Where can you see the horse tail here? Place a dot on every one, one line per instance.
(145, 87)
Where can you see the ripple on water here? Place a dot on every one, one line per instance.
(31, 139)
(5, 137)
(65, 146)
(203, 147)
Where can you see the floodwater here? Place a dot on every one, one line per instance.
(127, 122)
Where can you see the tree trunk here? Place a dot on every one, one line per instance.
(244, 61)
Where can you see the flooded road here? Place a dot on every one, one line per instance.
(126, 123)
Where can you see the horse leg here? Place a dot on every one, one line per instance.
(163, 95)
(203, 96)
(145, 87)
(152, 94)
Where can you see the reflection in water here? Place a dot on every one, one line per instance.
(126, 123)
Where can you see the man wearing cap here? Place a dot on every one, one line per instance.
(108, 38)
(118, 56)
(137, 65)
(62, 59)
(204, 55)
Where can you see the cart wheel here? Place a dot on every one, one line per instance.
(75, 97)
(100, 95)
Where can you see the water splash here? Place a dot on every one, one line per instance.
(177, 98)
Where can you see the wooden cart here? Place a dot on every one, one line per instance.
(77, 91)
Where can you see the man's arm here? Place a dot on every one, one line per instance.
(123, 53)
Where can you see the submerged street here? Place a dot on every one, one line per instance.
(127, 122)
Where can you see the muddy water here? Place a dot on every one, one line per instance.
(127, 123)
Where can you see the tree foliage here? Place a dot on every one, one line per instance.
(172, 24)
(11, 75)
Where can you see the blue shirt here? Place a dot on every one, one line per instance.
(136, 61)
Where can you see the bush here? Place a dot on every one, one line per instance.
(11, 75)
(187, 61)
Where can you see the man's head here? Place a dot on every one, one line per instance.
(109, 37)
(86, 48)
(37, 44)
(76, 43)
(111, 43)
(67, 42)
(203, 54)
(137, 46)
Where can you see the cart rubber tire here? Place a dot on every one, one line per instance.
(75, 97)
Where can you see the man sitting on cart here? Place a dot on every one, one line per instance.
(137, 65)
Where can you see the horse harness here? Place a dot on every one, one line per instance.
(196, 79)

**INSTRUCTION**
Output every line of the entries above as a single numbered list, leaving out any blank lines.

**FINAL ANSWER**
1. Where can you see the horse tail here? Place a dot on every one, one line per instance.
2. (145, 87)
3. Where can you see the ripple on water here? Place a dot on every one, one line per instance.
4. (31, 139)
5. (5, 137)
6. (65, 146)
7. (203, 147)
8. Where can you see the floodwater here? Place a dot on every one, one line per instance.
9. (127, 122)
10. Where can you see the tree trunk here? Place a dot on every one, one line per instance.
11. (244, 61)
12. Where can you see the flooded road here? Place a dot on every one, one line per instance.
13. (126, 123)
14. Where can you see the horse leg here? Place a dot on every one, one line per instance.
15. (163, 95)
16. (203, 96)
17. (145, 87)
18. (152, 94)
19. Where can you see the reflection in water here? Place a dot on every one, one line per instance.
20. (126, 123)
21. Where can you see the man wearing cap here? Place a dot on every one, one line per instance.
22. (108, 38)
23. (118, 56)
24. (137, 65)
25. (62, 59)
26. (204, 55)
27. Where can you see the cart wheel here? Place a dot on every one, one line per instance.
28. (75, 97)
29. (100, 95)
30. Where can you see the water splash here? Place a dot on every one, one line per instance.
31. (177, 98)
32. Where can you see the wooden cart here? Place a dot on every one, one line per instance.
33. (77, 91)
34. Where can you see the man's arm here? Place a dot on every one, one line per instance.
35. (123, 53)
36. Where can you see the submerged street here? Place a dot on every one, one line per instance.
37. (127, 122)
38. Where can you see the muddy water here? Place a dot on every one, one line per instance.
39. (127, 123)
40. Where can you see the tree foliage here? Place a dot on every one, one line per instance.
41. (172, 24)
42. (11, 75)
43. Where can you see the blue shirt here? Place a dot on every one, one line per instance.
44. (136, 61)
45. Where can you see the bush here? Place a dot on every one, one line per instance.
46. (11, 75)
47. (187, 61)
48. Where can you see the man's head here? Place a dot on every one, one line per instance.
49. (109, 37)
50. (86, 48)
51. (37, 44)
52. (76, 43)
53. (111, 43)
54. (67, 42)
55. (203, 54)
56. (137, 46)
57. Where can you see the cart rubber tire here? Place a dot on every one, one line per instance.
58. (75, 97)
59. Where can you see the man sitting on cart here? Place a dot on every one, one line per instance.
60. (137, 65)
61. Where can you see the horse harness here? Place a dot on every one, one line per instance.
62. (196, 79)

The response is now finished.